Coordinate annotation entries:

--------

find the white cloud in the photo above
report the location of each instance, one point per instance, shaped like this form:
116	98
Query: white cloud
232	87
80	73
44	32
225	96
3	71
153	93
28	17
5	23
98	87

--------

**Task to complete**
Convert every line of the listing above into a JSON array of strings, one string per line, leaving out any blank lines.

**Expected answer**
[
  "find the white cloud in the photo above",
  "report the location of each instance, one point per instance, shaped like this form:",
  "116\t98",
  "Query: white cloud",
  "232\t87",
  "80\t73",
  "44\t32",
  "225\t96",
  "3\t71",
  "153\t93",
  "28\t17",
  "5\t23",
  "98\t87"
]